## Task 1
In the data extraction passage, which of the two data extraction methods is called the most straightforward?
## Task 2
Reproduce the part of the data extraction passage that starts at the words "Exhibit 3 Application" and stops after "by the organization.".

## Extracted text
The data extraction process produces at least two (and for some reporting sections it could be three) sets of validation data for each reporting section. The first comes from the endpoint of the calculation, and the second is a corresponding set of extracts drawn from a data or analytic warehouse or operational system which produce underlying data. The third is a sample extract of source data (e.g., customer service call logs) that underlie the data residing in a data warehouse. If interim data sets are produced, the reviewer may consider extracting these data to ensure that data sets have been joined properly. Details on extracting and evaluating the data are outlined in the next section.

  1. Data Extraction Process Detail

    1. Extraction of the Census

Data extraction of the full census will be conducted at the organization’s contract level, and in some instances, at the plan level. Extraction of a full census will provide the reviewer with the most precise evaluation of how accurately an organization reports its Part C or Part D data. Extracting the full census is the most straightforward of the two data extraction methods. The process illustrated in Exhibit 3 applies to all reporting sections where it is deemed practical to extract a census.


Exhibit 3 Application of the Census Process


  1. Identify and Extract “Preliminary Census Data Set(s)”: “Preliminary Census Data Set(s)” will include all files containing records extracted from one of the originating data source(s) (e.g., organization’s internal data warehouse, enrollment system). The “Preliminary Census Data Set(s)” will include all fields referenced in the programming code used to calculate the reporting section. To identify appropriate source data and fields and date ranges for the “Preliminary Census Data Set(s),” the reviewer will refer to the source/programming code, saved data queries, data dictionaries, analysis plans, etc. provided by the organization.


  1. Identify and Extract Source Data: For some reporting sections within some organizations, the source data may already have been extracted from the source systems (e.g., enrollment system) as part of step one described above. For other reporting sections such as grievances or coverage determinations and exceptions, the reviewer will need to extract and examine data sources such as customer service call logs or pharmacy claim files. This step is important because it allows the reviewer the opportunity to validate that the underlying data are correct and were accurately uploaded or entered into the data warehouse. See Section 3.3 for instructions on example source data and sample sizes.


  1. Identify and Extract “Interim Census Data Set(s)” (If applicable): Where applicable, the reviewer will identify “Interim Census Data Sets,” that is, data sets that have undergone a cleaning process after initial entry into a data warehouse and before being joined to create the “Final Stage Data Set(s).” All “Interim Census Data Sets” should be identified and clearly labeled so that the relationship between data extracts is identified and distinguishable.


  1. Identify and Extract “Final Stage Data Set(s)”: The reviewer will identify the last clean and detailed (line item level) data set used prior to aggregating counts and sums for the data reporting section. This is the cleanest and last line item level file before data aggregation for entry into HPMS and is referred to as the “Final Stage Data Set.” Note that in some cases, multiple “Final Stage Data Sets” will be identified.


  1. Write and Encrypt Data to Secure Storage Device: The organization will transfer all data files collected to a secure storage device. Organizations undergoing review should coordinate with reviewers to ensure that the organization’s security software does not interfere with data transfer. Files requested before or after the site visit can be transferred via a secure web portal or by other methods that comply with regulations governing secure storage and transfer of Personal Health Information (PHI). See Section 4.2 for instructions on the file format.

(Collected data)
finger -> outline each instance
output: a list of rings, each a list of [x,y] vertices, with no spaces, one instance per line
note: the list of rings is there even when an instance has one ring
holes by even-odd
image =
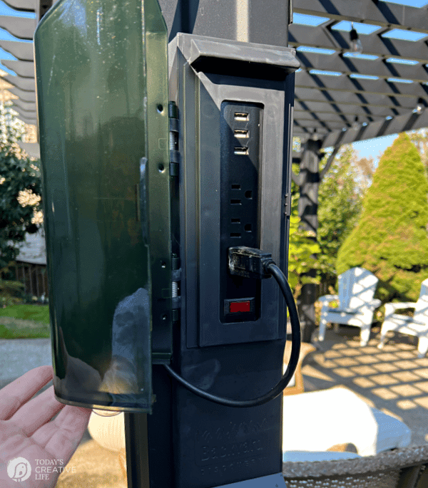
[[[31,439],[66,464],[85,433],[91,412],[88,408],[66,405],[54,420],[38,429]]]
[[[0,390],[0,420],[6,420],[13,415],[53,376],[52,366],[40,366],[28,371]]]
[[[24,405],[10,417],[9,422],[19,427],[26,435],[31,435],[63,408],[54,395],[54,386]]]

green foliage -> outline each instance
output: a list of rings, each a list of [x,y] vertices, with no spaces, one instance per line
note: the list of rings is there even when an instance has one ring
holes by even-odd
[[[296,298],[302,286],[306,283],[319,283],[317,276],[308,276],[305,274],[312,269],[319,270],[319,265],[313,254],[320,252],[318,244],[307,237],[307,233],[299,228],[300,219],[295,215],[290,218],[290,246],[288,252],[288,282]],[[318,273],[317,273],[318,274]]]
[[[321,161],[321,167],[327,157]],[[350,145],[336,156],[320,185],[317,242],[322,281],[336,281],[339,248],[357,224],[362,210],[362,194],[357,183],[357,158]]]
[[[20,303],[0,308],[1,317],[13,317],[20,320],[34,321],[49,324],[49,306],[48,305],[29,305]]]
[[[339,251],[337,272],[362,266],[379,278],[382,301],[416,301],[428,277],[427,194],[418,152],[400,134],[379,162],[358,225]]]
[[[0,104],[0,268],[15,259],[26,232],[38,229],[40,170],[18,145],[23,133],[10,106]]]
[[[11,261],[9,266],[11,266]],[[0,269],[0,315],[1,307],[14,305],[21,300],[24,284],[14,280],[4,279],[4,276],[10,274],[9,266]]]
[[[6,326],[0,324],[0,339],[49,339],[50,337],[49,326],[15,328],[12,326]]]
[[[320,162],[320,168],[325,165],[330,153],[326,153]],[[298,253],[290,251],[290,266],[295,270],[299,269],[297,259],[305,263],[305,272],[310,268],[317,270],[317,276],[323,282],[335,284],[337,278],[336,258],[337,251],[345,238],[355,227],[362,209],[362,193],[360,187],[365,183],[367,175],[358,167],[358,161],[352,147],[347,145],[337,155],[330,170],[324,177],[319,187],[318,194],[318,232],[317,242],[318,249],[315,253],[316,261],[312,258],[306,259],[305,250]],[[298,173],[298,165],[293,165],[292,170]],[[367,172],[366,171],[365,173]],[[292,220],[290,230],[290,245],[293,239],[305,237],[302,231],[293,237],[298,219],[299,187],[292,182]],[[297,221],[295,220],[297,219]],[[313,244],[313,241],[310,241]],[[312,253],[311,253],[312,254]],[[295,271],[301,276],[300,271]],[[295,279],[290,274],[290,279]],[[305,277],[305,279],[308,279]],[[297,281],[297,284],[299,281]],[[301,283],[300,287],[301,287]],[[298,288],[300,290],[300,288]]]

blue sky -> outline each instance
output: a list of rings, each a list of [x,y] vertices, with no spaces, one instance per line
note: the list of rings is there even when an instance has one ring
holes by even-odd
[[[382,0],[381,0],[382,1]],[[389,0],[391,3],[400,4],[402,5],[408,5],[414,7],[422,7],[428,4],[428,0]],[[30,19],[34,19],[35,14],[31,12],[19,12],[11,7],[8,6],[1,0],[0,0],[0,15],[6,16],[15,16],[19,17],[27,17]],[[314,16],[305,16],[300,14],[294,14],[294,22],[296,24],[302,24],[307,26],[316,26],[322,24],[322,22],[327,20],[327,19],[323,19],[322,17],[315,17]],[[375,26],[371,26],[369,24],[354,24],[356,30],[360,34],[369,34],[377,30]],[[335,28],[337,30],[342,31],[350,31],[351,28],[350,22],[342,21],[335,26]],[[397,29],[395,29],[397,31]],[[402,38],[403,34],[406,35],[405,31],[399,31],[396,33],[397,36],[400,36]],[[394,36],[395,34],[394,32],[389,33],[391,36]],[[412,33],[409,33],[408,39],[410,41],[409,36]],[[13,36],[2,28],[0,28],[0,39],[8,39],[10,41],[19,41],[19,39],[15,38]],[[31,41],[27,41],[31,42]],[[327,55],[327,53],[325,53]],[[4,51],[0,48],[0,69],[11,74],[15,73],[11,70],[8,69],[1,64],[1,59],[16,59],[11,54],[9,54],[6,51]],[[394,140],[397,137],[397,134],[392,135],[387,135],[383,137],[377,137],[376,139],[370,139],[368,140],[360,141],[358,142],[354,142],[353,146],[355,149],[358,152],[360,157],[372,157],[375,160],[378,159],[378,156],[381,155],[388,146],[392,144]]]
[[[428,4],[428,0],[389,0],[389,2],[414,7],[423,7]],[[295,24],[300,24],[306,26],[319,26],[324,22],[326,22],[327,20],[329,19],[327,17],[303,15],[302,14],[294,14],[293,15],[293,21]],[[342,21],[337,23],[332,28],[338,31],[350,31],[351,30],[351,27],[352,26],[350,22]],[[367,24],[360,24],[357,22],[354,23],[354,27],[358,33],[362,36],[372,33],[380,28],[377,26],[372,26]],[[412,41],[427,38],[427,34],[425,33],[409,32],[402,29],[392,29],[388,33],[382,34],[382,36],[386,38],[405,39],[407,41]],[[314,48],[309,46],[300,46],[297,50],[302,51],[313,51],[320,54],[325,54],[326,56],[331,54],[332,52],[328,49]],[[347,53],[345,53],[345,56],[346,56],[347,55]],[[352,54],[352,56],[355,55]],[[377,56],[376,56],[367,54],[359,55],[359,57],[362,59],[367,59],[367,61],[377,58]],[[415,62],[412,60],[397,60],[393,58],[387,59],[387,62],[400,62],[409,65],[415,63]],[[312,71],[319,72],[320,71],[312,70]],[[315,74],[317,74],[317,73],[315,73]],[[317,74],[320,73],[317,73]],[[340,76],[341,73],[334,72],[322,72],[322,74],[337,76]],[[355,75],[355,77],[367,78],[370,79],[377,78],[365,76],[364,75]],[[412,83],[411,81],[406,80],[391,79],[390,81],[401,83]],[[355,150],[358,152],[360,157],[373,157],[375,161],[377,161],[379,156],[383,154],[387,147],[392,144],[394,140],[396,139],[397,137],[397,134],[392,134],[391,135],[386,135],[382,137],[377,137],[375,139],[368,139],[364,141],[359,141],[358,142],[354,142],[352,145]]]
[[[376,139],[367,139],[354,142],[352,146],[358,152],[360,158],[373,157],[374,160],[379,160],[379,156],[384,152],[387,147],[389,147],[394,139],[398,137],[398,134],[384,135],[383,137],[376,137]]]

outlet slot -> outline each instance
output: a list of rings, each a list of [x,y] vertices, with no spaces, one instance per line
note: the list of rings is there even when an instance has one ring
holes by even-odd
[[[244,129],[235,129],[233,133],[238,139],[248,139],[250,137],[250,131]]]
[[[263,108],[225,101],[220,117],[220,317],[223,323],[250,322],[260,313],[260,280],[229,273],[228,249],[259,247],[259,173]],[[238,145],[239,143],[241,145]],[[242,190],[242,193],[237,193]],[[236,198],[239,195],[240,198]],[[232,313],[227,303],[251,300],[250,310]]]
[[[235,147],[234,152],[237,156],[248,156],[249,154],[248,147],[245,147],[244,146]]]
[[[248,112],[235,112],[234,118],[238,122],[246,122],[250,120],[250,114]]]

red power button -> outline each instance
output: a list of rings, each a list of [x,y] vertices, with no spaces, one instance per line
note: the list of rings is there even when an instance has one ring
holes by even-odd
[[[251,304],[250,301],[232,301],[229,304],[229,312],[230,313],[250,311]]]

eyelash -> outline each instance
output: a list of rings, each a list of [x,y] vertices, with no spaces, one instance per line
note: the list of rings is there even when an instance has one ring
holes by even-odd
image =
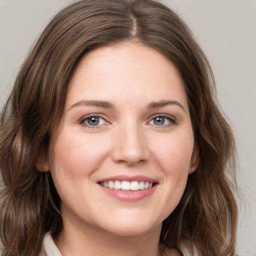
[[[90,114],[88,116],[83,116],[79,121],[79,124],[80,124],[81,125],[82,125],[84,126],[90,128],[92,129],[95,129],[95,128],[100,128],[100,126],[102,124],[100,124],[100,125],[96,125],[96,126],[92,126],[88,124],[85,124],[85,122],[88,120],[89,119],[92,118],[101,118],[105,120],[105,122],[108,124],[108,122],[106,120],[106,119],[103,118],[101,115],[99,114]],[[176,119],[175,119],[174,118],[170,116],[167,115],[166,114],[157,114],[154,116],[151,116],[150,120],[149,122],[147,122],[147,124],[148,124],[150,122],[152,121],[154,118],[164,118],[168,120],[168,121],[170,121],[169,124],[162,124],[162,125],[157,125],[157,124],[150,124],[150,125],[153,125],[154,126],[155,126],[156,128],[167,128],[169,127],[172,126],[174,126],[176,124],[177,122],[177,121]],[[108,123],[108,124],[109,123]]]
[[[170,121],[169,124],[162,124],[162,125],[157,125],[157,124],[152,124],[154,125],[156,127],[156,128],[168,128],[170,126],[174,126],[174,124],[176,124],[177,123],[177,120],[174,118],[173,116],[169,116],[168,114],[157,114],[154,116],[153,116],[150,118],[150,122],[153,120],[154,118],[164,118],[166,119],[167,119],[168,121]]]
[[[104,120],[106,123],[108,123],[108,121],[106,121],[104,118],[101,115],[99,114],[88,114],[88,116],[83,116],[79,121],[79,123],[82,126],[86,127],[89,128],[95,129],[100,128],[101,125],[92,126],[90,124],[88,124],[85,123],[86,121],[92,118],[101,118]]]

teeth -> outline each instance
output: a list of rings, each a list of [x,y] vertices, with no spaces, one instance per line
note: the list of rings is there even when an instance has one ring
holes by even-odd
[[[132,182],[126,180],[120,182],[119,180],[110,180],[109,182],[101,182],[100,185],[108,188],[121,190],[138,190],[151,188],[153,184],[148,182]]]

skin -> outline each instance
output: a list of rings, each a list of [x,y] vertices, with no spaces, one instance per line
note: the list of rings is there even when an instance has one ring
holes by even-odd
[[[68,86],[51,159],[44,165],[62,200],[64,230],[57,246],[63,256],[160,255],[162,222],[198,162],[177,70],[156,50],[127,42],[84,56]],[[112,106],[82,103],[88,100]],[[152,108],[164,101],[172,103]],[[100,122],[90,126],[88,115],[95,114]],[[163,115],[164,124],[155,124]],[[110,196],[98,183],[120,174],[146,176],[156,186],[130,202]]]

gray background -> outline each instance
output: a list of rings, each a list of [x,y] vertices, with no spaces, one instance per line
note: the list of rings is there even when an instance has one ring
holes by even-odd
[[[30,46],[72,0],[0,0],[0,109]],[[256,255],[256,0],[163,0],[192,28],[212,64],[240,159],[238,252]]]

## Answer area 1
Extracting the full census.

## Answer area 2
Exhibit 3 Application of the Census Process


  1. Identify and Extract “Preliminary Census Data Set(s)”: “Preliminary Census Data Set(s)” will include all files containing records extracted from one of the originating data source(s) (e.g., organization’s internal data warehouse, enrollment system). The “Preliminary Census Data Set(s)” will include all fields referenced in the programming code used to calculate the reporting section. To identify appropriate source data and fields and date ranges for the “Preliminary Census Data Set(s),” the reviewer will refer to the source/programming code, saved data queries, data dictionaries, analysis plans, etc. provided by the organization.